> [Task item]
The answer should contain every record below, output exactly.

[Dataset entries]
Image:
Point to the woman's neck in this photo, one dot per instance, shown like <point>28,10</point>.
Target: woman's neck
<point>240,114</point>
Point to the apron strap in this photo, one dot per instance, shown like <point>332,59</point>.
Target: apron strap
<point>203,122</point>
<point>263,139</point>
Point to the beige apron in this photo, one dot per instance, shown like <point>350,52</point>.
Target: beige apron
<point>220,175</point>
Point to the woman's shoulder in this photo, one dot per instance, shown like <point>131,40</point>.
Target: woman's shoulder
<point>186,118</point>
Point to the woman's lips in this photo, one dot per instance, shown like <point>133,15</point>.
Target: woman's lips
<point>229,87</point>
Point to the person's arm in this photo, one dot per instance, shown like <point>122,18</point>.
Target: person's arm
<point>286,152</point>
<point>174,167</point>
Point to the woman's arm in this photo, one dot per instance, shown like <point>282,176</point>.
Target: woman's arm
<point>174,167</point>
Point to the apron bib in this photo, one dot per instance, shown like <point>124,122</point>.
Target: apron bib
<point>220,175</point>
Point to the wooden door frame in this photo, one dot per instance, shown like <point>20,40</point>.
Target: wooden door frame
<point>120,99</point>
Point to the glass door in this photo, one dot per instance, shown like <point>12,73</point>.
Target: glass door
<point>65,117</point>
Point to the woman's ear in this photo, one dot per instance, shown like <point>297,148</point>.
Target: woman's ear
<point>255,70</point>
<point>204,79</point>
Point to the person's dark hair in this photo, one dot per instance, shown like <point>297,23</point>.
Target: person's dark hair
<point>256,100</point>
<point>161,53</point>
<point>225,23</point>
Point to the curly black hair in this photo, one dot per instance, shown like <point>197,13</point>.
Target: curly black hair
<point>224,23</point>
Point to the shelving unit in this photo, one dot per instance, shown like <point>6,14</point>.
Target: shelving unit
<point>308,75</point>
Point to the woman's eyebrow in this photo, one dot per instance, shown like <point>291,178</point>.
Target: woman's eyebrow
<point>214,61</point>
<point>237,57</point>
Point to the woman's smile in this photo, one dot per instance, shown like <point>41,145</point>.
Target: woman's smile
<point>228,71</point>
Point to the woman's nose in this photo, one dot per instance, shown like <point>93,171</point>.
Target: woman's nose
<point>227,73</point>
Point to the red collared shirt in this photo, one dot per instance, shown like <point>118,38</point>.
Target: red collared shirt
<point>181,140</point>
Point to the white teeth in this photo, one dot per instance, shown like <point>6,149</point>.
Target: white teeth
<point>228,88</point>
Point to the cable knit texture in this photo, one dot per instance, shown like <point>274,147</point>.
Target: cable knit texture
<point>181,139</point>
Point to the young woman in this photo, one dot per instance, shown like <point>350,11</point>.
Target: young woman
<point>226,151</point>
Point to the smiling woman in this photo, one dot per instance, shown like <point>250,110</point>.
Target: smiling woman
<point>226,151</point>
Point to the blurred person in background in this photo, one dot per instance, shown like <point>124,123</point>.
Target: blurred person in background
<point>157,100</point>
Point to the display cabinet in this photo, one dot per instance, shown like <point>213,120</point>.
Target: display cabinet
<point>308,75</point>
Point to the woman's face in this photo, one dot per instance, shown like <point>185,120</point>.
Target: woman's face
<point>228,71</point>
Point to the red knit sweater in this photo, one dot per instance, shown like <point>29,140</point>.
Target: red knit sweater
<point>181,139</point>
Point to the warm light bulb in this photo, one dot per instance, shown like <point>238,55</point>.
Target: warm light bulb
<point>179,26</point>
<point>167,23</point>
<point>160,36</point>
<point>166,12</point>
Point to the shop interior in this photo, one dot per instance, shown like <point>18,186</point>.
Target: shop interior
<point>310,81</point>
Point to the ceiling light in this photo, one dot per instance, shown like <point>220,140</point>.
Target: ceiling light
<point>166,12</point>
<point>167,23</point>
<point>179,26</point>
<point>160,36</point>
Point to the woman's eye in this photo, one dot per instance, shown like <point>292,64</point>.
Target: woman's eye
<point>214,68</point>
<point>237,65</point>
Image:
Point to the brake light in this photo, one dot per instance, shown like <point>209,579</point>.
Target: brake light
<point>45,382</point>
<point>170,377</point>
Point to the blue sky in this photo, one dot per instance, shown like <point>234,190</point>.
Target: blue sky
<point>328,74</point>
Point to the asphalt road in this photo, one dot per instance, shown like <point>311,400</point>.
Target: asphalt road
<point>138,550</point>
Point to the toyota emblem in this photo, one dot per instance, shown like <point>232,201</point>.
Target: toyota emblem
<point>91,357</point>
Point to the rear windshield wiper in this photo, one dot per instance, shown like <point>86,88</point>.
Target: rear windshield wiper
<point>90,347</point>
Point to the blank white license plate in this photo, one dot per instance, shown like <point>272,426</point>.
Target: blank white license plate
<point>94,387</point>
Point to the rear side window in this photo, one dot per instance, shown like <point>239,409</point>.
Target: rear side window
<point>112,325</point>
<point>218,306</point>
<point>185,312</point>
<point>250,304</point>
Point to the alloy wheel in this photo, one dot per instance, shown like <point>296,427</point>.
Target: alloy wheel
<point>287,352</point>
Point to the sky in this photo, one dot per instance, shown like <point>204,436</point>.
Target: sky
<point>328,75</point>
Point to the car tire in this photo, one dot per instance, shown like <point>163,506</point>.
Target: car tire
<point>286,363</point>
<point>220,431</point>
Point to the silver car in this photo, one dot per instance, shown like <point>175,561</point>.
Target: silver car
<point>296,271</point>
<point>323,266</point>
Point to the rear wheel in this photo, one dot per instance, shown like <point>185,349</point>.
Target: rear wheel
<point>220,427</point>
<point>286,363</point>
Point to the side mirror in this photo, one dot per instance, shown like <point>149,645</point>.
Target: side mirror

> [Answer section]
Image:
Point to the woman's neck in this photo, one dot per instance, shown like <point>28,10</point>.
Target: woman's neck
<point>240,114</point>
Point to the apron strap in this photo, one dot per instance, shown like <point>332,59</point>.
Target: apron strap
<point>203,122</point>
<point>263,139</point>
Point to the beige apron in this photo, one dot per instance, shown like <point>350,52</point>.
Target: beige apron
<point>220,175</point>
Point to the woman's shoulder in this photo, one dot per instance, shown like <point>131,40</point>.
Target: woman's shoulder
<point>186,118</point>
Point to the woman's lips in this photo, one dot per instance, shown like <point>133,15</point>.
Target: woman's lips
<point>229,87</point>
Point to the person's arm in this photo, one dot per instance, shown like <point>122,18</point>.
Target: person's arm
<point>286,152</point>
<point>174,167</point>
Point to the woman's arm in this photo, one dot per instance, shown like <point>282,176</point>.
Target: woman's arm
<point>174,167</point>
Point to the apron bib in this photo, one dot per instance, shown like <point>124,122</point>.
Target: apron bib
<point>220,175</point>
Point to the wooden door frame in this photo, one dot per instance, shown like <point>20,40</point>.
Target: wooden door frame
<point>120,99</point>
Point to the glass door in this photo, one dot per instance, shown like <point>12,73</point>.
Target: glass door
<point>65,117</point>
Point to the woman's ear in this photo, one dot per instance, shown like <point>297,148</point>.
Target: woman's ear
<point>255,70</point>
<point>204,79</point>
Point to the person's dark hair in this photo, one dot per instance, shown like <point>297,23</point>.
Target: person's dark hair
<point>256,100</point>
<point>161,53</point>
<point>225,23</point>
Point to the curly black hair in this photo, one dot per instance, shown like <point>197,13</point>.
Target: curly black hair
<point>224,23</point>
Point to the shelving unit in this photo, one dot per instance, shown like <point>6,14</point>.
Target: shelving unit
<point>308,75</point>
Point to the woman's eyebrow in this photo, one dot per instance, shown like <point>291,178</point>.
Target: woman's eyebrow
<point>214,61</point>
<point>237,57</point>
Point to the woman's smile in this photo, one dot per instance, shown like <point>41,145</point>.
Target: woman's smile
<point>228,71</point>
Point to the woman's nose in this photo, one dot per instance, shown like <point>93,171</point>.
Target: woman's nose
<point>227,73</point>
Point to the red collared shirt in this photo, one dot per instance, shown like <point>118,38</point>.
Target: red collared shirt
<point>181,140</point>
Point to the white teeth in this photo, one dot per instance, shown like <point>6,149</point>.
Target: white teeth
<point>228,88</point>
Point to the cable knit texture in this photo, one dot per instance, shown like <point>274,147</point>.
Target: cable knit texture
<point>181,139</point>
Point to the young woman in this photo, one dot per instance, shown like <point>350,11</point>.
Target: young woman
<point>226,151</point>
Point to the smiling woman in this photo, one dot per instance, shown like <point>250,110</point>.
Target: smiling woman
<point>226,151</point>
Point to the blurred person in background in this photo, one dot per instance, shown like <point>124,123</point>.
Target: blurred person in background
<point>157,100</point>
Point to the display cabinet in this photo, one dot per instance, shown like <point>213,120</point>.
Target: display cabinet
<point>308,75</point>
Point to the woman's face in this photo, one dot per instance, shown like <point>185,120</point>.
Target: woman's face
<point>228,71</point>
Point to the red knit sweater in this photo, one dot per instance, shown like <point>29,140</point>.
Target: red knit sweater
<point>181,139</point>
Point to the warm light bulb in this photo, one dot per instance, shown like <point>238,55</point>.
Target: warm light bulb
<point>179,26</point>
<point>167,23</point>
<point>160,36</point>
<point>166,12</point>
Point to the shop interior in this photo, one dot per instance, shown like <point>18,186</point>.
Target: shop interior
<point>310,81</point>
Point to the ceiling light in this photo, one dot per instance, shown like <point>220,140</point>.
Target: ceiling light
<point>166,12</point>
<point>167,23</point>
<point>179,26</point>
<point>160,36</point>
Point to the woman's eye in this photo, one dot per instance, shown like <point>292,64</point>.
Target: woman's eye
<point>214,68</point>
<point>237,65</point>
Image:
Point to the brake light in this photo, one dot per instance, shown like <point>209,579</point>.
Target: brake light
<point>45,382</point>
<point>170,377</point>
Point to the blue sky in this photo, one dot per instance, shown like <point>234,190</point>.
Target: blue sky
<point>328,74</point>
Point to the asphalt road in this photo, one dot per instance, shown like <point>311,400</point>.
Target: asphalt road
<point>138,550</point>
Point to the toyota emblem in this photo, one dot per instance, shown like <point>232,201</point>.
Target: toyota emblem
<point>91,357</point>
Point to the rear windshield wiper in this photo, one dot per instance, shown like <point>86,88</point>.
Target: rear windshield wiper
<point>90,347</point>
Point to the blank white license plate in this photo, one dot per instance, shown like <point>272,426</point>.
Target: blank white license plate
<point>94,387</point>
Point to the rear side window in this photo, one dot per instance, shown like <point>239,409</point>.
Target: rear side window
<point>112,325</point>
<point>218,306</point>
<point>185,312</point>
<point>250,304</point>
Point to the alloy wheel in this photo, one dot per instance, shown like <point>296,427</point>.
Target: alloy wheel
<point>287,352</point>
Point to the sky in this photo, one dot per instance, shown like <point>204,436</point>.
Target: sky
<point>328,75</point>
Point to the car tire in this photo, one dot per instance, shown like <point>163,506</point>.
Target: car tire
<point>286,363</point>
<point>220,431</point>
Point to the silver car in this photo, one dot per instance, shown like <point>175,561</point>.
Target: silver car
<point>296,271</point>
<point>323,266</point>
Point to the rear wheel in this photo, one dot per instance, shown like <point>185,349</point>.
Target: rear wheel
<point>220,427</point>
<point>286,363</point>
Point to the side mirror in this photo, one dot per instance, shown like <point>149,645</point>.
Target: side mirror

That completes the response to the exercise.